**What is needed**
In the worked trigonometry solution below, list the terms summed on the right-hand side of the identity introduced with "Recall identity".

[START OF Text shown]

An algebra problem by Suresh Palaparthi

$\sin^{6} \theta + \cos^{6} \theta +3 \sin^{2} \theta \times \cos^{2} \theta$ $= \sin^{6} \theta + \cos^{6} \theta +3 \sin^{2} \theta \times \cos^{2} \theta \times 1$ $= \sin^{6} \theta + \cos^{6} \theta +3 \sin^{2} \theta \times \cos^{2} \theta \times (sin^2 \theta + cos^2 \theta)$

Recall identity : $(a+b)^3 = a^3 + b^3 + 3ab(a+b)$

Therefore

$= \sin^{6} \theta + \cos^{6} \theta +3 \sin^{2} \theta \times \cos^{2} \theta \times (sin^2 \theta + cos^2 \theta)$ $= (sin^2 \theta + cos^2 \theta)^3$ $= \boxed{1}$

$\begin{aligned} X & = \sin^6 \theta +\cos^2 \theta + 3 \sin^2 \theta \cos^2 \theta \\ & = {\color{#3D99F6}\left(\sin^2 \theta + \cos^2 \theta \right)}^3 - 3\sin^2 \theta \cos^2 \theta {\color{#3D99F6}\left(\sin^2 \theta + \cos^2 \theta \right)} + 3 \sin^2 \theta \cos^2 \theta \\ & = {\color{#3D99F6}1}^3 - 3\sin^2 \theta \cos^2 \theta {\color{#3D99F6}\left(1\right)} + 3 \sin^2 \theta \cos^2 \theta \\ & = \boxed{1} \end{aligned}$

[END OF Text shown]
[START OF Provided data]

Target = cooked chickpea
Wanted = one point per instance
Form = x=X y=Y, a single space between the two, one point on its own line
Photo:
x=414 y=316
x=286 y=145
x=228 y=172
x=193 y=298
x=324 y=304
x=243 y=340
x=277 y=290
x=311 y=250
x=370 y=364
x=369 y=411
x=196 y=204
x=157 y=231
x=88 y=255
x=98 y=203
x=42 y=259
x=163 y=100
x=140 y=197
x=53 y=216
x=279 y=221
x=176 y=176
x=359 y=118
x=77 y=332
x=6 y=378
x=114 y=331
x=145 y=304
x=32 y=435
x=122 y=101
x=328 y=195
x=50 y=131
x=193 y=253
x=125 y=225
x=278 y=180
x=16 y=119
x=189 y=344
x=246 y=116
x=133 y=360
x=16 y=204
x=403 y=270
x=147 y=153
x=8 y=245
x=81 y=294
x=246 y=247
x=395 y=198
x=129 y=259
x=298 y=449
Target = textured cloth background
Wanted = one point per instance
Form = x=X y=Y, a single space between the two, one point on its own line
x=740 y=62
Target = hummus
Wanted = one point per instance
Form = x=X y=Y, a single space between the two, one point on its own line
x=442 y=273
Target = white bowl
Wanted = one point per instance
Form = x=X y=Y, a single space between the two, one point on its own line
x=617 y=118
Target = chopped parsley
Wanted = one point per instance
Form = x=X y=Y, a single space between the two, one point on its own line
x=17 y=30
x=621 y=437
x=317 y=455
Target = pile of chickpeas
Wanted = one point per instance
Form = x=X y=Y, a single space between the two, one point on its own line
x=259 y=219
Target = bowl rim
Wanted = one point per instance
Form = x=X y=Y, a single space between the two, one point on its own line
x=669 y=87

[END OF Provided data]

**Response below**
a^3
b^3
3ab(a+b)